## GETOOND FRAGMENT
********
Je moet wel aannemelijk kunnen maken dat je inderdaad duurder uit bent dan iemand met een vergelijkbaar inkomen die niet ziek of invalide is.

Om hier achter te komen kun je je eigen kosten vergelijken met de gemiddelden op de website van het Nibud.
Staat er in de Nibud-tabel bij jouw inkomen en huishouden bijvoorbeeld een bedrag van 343 euro, maar geef jij iedere maand 370 euro uit aan vervoer, dan mag je voor die maand dus 27 euro als aftrek opgeven bij de belastingaangifte.

Reiskosten voor familiebezoek

Ook de reiskosten voor ziekenbezoek aan huisgenoten zijn aftrekbaar. Hier worden wel strikte eisen aan gesteld. Je mag de kosten alleen opvoeren als de patiënt in totaal langer dan een maand is verpleegd voor dezelfde aandoening. De afstand tussen jullie woning en het ziekenhuis/verzorgingstehuis moet bovendien langer zijn dan tien kilometer.
********
## GEGEVEN GEGEVENS
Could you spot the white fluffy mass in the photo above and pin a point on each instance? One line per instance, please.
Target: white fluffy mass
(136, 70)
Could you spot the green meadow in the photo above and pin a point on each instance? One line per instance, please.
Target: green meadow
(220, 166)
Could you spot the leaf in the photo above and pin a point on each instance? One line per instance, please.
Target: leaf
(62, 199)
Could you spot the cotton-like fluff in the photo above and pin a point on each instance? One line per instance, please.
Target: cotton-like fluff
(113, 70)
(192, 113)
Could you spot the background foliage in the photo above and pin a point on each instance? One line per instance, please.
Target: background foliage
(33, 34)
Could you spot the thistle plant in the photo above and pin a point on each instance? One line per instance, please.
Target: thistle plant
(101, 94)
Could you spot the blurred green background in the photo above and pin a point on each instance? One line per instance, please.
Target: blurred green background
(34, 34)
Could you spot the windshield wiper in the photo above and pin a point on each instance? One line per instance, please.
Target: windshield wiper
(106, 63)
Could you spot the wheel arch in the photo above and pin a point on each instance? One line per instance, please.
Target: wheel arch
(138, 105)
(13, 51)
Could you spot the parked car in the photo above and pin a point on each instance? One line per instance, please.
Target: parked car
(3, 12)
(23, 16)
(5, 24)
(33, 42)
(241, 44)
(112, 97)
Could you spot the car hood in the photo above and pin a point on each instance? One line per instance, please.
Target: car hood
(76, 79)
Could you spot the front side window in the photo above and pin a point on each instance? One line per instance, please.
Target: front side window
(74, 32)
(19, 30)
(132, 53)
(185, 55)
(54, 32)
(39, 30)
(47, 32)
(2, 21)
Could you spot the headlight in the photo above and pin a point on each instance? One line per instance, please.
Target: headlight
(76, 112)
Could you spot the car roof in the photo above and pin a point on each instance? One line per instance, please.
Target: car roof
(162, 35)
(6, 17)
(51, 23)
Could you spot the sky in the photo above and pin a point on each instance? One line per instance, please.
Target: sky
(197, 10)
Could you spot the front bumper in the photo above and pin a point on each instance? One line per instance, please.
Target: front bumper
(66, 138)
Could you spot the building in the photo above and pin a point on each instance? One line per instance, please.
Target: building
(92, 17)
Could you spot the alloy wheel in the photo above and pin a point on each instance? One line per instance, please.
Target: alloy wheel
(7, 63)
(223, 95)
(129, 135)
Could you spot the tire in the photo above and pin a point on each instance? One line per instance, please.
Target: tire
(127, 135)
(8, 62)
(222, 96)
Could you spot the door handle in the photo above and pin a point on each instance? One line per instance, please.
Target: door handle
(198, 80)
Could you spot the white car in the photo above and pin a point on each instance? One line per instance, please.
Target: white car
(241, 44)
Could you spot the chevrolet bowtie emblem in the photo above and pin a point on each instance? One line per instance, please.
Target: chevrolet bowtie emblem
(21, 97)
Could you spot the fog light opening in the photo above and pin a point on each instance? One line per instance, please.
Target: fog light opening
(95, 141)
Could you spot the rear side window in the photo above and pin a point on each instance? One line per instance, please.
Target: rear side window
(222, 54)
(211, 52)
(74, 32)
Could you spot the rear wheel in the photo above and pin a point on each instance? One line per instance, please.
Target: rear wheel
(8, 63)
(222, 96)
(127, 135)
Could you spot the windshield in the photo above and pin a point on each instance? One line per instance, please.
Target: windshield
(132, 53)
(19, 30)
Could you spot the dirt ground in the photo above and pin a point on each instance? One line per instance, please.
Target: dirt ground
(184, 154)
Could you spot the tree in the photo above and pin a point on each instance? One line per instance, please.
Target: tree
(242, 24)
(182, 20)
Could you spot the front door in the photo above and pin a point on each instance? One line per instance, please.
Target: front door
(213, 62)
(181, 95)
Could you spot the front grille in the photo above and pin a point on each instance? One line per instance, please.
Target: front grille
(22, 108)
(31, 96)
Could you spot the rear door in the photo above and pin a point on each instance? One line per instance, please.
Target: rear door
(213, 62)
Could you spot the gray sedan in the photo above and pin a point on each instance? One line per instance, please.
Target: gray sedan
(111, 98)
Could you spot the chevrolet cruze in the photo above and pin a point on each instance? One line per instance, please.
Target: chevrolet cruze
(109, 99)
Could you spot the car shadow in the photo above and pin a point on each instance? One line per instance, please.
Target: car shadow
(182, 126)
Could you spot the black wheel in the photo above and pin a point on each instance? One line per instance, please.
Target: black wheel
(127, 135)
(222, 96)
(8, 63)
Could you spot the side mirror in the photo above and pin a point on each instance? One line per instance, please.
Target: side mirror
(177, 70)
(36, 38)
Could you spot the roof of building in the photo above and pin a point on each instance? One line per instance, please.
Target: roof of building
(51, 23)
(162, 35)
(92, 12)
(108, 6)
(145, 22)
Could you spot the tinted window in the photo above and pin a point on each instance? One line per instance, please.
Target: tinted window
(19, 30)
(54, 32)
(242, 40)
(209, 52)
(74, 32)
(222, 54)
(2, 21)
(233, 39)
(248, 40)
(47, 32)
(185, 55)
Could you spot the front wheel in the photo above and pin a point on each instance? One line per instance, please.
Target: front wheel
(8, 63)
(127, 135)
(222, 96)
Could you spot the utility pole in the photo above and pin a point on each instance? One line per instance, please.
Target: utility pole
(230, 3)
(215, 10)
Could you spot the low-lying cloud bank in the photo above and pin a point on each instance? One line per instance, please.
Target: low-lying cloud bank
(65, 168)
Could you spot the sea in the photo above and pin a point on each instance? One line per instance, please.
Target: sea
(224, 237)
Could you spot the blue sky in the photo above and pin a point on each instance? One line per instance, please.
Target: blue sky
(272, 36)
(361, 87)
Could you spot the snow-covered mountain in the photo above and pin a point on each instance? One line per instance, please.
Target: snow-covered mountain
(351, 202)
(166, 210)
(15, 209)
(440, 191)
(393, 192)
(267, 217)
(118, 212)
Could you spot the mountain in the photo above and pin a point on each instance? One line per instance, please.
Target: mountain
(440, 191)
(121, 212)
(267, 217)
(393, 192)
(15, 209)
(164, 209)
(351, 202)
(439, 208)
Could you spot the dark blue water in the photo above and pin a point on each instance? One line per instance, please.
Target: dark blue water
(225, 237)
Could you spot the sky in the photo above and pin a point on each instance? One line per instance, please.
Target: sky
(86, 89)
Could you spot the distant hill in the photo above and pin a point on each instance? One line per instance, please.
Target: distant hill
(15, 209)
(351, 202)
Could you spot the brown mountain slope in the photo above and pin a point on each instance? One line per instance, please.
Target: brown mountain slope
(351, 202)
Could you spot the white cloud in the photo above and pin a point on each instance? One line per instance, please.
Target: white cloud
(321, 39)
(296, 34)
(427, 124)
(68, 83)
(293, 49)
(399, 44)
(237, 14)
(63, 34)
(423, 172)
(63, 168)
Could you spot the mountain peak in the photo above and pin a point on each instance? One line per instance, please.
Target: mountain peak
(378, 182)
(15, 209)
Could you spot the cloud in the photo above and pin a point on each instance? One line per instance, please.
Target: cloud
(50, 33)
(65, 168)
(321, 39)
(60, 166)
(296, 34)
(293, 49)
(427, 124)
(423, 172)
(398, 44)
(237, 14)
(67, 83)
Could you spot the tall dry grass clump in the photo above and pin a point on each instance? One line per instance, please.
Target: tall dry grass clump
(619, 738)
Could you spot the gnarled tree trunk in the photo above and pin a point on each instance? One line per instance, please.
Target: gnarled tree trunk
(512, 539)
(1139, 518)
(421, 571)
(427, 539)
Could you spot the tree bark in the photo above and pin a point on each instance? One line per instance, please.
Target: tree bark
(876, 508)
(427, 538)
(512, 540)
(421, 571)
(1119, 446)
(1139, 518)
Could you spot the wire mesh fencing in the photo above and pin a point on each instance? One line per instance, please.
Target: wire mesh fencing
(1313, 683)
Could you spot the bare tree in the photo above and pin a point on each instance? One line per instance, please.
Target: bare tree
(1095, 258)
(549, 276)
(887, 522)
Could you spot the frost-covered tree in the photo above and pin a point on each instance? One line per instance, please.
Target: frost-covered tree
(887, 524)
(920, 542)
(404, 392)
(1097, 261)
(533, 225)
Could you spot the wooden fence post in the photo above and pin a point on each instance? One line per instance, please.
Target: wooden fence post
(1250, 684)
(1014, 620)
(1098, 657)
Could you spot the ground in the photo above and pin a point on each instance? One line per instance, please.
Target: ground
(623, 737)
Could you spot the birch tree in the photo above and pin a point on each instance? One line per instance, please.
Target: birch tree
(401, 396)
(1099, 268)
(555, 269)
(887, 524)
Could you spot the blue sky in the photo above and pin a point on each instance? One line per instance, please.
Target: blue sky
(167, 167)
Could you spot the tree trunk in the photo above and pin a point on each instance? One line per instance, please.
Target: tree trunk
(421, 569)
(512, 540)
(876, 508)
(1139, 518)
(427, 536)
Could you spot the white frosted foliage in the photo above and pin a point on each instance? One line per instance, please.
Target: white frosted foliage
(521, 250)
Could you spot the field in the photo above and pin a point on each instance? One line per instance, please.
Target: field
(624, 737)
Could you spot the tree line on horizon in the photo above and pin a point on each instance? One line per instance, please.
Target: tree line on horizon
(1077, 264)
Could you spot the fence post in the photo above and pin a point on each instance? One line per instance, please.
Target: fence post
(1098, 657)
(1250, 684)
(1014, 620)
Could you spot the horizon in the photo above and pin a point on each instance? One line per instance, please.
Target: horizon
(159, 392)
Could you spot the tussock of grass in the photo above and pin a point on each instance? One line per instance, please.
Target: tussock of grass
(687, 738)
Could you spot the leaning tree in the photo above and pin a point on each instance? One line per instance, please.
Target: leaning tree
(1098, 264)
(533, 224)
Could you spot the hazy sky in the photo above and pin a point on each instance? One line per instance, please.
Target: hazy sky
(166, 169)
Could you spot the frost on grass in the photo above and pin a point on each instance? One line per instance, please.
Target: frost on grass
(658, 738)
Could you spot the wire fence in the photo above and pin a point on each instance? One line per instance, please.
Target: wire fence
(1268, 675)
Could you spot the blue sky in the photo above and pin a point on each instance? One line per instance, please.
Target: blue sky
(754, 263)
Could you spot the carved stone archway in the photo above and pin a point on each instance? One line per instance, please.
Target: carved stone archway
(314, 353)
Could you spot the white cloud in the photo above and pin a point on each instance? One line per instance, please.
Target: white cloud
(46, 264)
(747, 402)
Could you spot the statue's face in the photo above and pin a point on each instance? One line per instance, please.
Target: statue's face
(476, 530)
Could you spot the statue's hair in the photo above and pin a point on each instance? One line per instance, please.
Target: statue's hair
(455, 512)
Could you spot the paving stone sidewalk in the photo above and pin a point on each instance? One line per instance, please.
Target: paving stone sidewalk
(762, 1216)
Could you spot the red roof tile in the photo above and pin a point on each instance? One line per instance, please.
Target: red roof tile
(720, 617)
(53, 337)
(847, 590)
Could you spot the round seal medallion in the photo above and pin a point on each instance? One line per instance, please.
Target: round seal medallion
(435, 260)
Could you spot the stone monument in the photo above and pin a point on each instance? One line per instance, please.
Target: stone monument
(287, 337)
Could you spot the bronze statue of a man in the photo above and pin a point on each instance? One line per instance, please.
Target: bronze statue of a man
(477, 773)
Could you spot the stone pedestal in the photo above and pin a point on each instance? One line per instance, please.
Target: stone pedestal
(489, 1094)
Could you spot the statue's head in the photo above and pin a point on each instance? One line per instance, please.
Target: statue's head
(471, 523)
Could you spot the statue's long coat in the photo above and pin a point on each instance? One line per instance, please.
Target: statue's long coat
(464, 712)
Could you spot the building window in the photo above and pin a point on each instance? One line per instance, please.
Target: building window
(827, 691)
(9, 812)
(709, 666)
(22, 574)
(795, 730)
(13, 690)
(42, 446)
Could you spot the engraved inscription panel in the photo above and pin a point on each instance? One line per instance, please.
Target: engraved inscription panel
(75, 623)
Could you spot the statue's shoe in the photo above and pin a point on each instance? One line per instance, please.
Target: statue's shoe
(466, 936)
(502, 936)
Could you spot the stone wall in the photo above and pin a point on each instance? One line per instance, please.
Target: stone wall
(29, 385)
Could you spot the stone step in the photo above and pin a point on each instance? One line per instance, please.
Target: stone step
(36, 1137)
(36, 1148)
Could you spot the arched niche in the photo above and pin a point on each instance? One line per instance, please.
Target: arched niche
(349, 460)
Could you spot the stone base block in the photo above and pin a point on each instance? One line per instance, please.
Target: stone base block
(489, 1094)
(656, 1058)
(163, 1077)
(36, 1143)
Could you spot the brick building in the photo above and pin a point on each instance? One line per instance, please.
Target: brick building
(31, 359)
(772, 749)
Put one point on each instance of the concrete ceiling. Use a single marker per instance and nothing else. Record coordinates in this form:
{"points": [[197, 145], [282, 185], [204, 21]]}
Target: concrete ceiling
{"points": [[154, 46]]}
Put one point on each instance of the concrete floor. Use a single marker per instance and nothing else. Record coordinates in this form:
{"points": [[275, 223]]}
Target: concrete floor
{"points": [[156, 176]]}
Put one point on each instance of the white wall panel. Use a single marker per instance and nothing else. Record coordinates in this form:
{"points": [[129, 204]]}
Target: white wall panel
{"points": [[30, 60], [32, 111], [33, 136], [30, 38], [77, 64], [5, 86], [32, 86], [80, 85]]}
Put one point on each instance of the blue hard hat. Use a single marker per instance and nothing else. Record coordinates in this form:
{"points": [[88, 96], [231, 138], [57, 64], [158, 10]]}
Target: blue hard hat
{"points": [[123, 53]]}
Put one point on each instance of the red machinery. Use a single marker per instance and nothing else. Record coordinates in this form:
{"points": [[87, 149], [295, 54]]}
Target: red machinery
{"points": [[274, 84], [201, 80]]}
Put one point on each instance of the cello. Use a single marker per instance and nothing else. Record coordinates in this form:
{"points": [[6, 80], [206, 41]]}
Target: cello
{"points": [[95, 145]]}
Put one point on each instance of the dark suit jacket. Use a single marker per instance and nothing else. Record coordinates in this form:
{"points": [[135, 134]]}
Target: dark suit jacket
********
## OPDRACHT A
Hoe groot moet in het fragment over aftrekbare kosten de afstand tussen de woning en het ziekenhuis of verzorgingstehuis zijn om reiskosten voor ziekenbezoek te mogen opvoeren?
## OPDRACHT B
Schrijf uit het fragment over aftrekbare kosten de passage van "Reiskosten voor familiebezoek" tot en met "dan tien kilometer." letterlijk over.

## UITWERKING A
Langer dan tien kilometer.

## UITWERKING B
Reiskosten voor familiebezoek

Ook de reiskosten voor ziekenbezoek aan huisgenoten zijn aftrekbaar. Hier worden wel strikte eisen aan gesteld. Je mag de kosten alleen opvoeren als de patiënt in totaal langer dan een maand is verpleegd voor dezelfde aandoening. De afstand tussen jullie woning en het ziekenhuis/verzorgingstehuis moet bovendien langer zijn dan tien kilometer.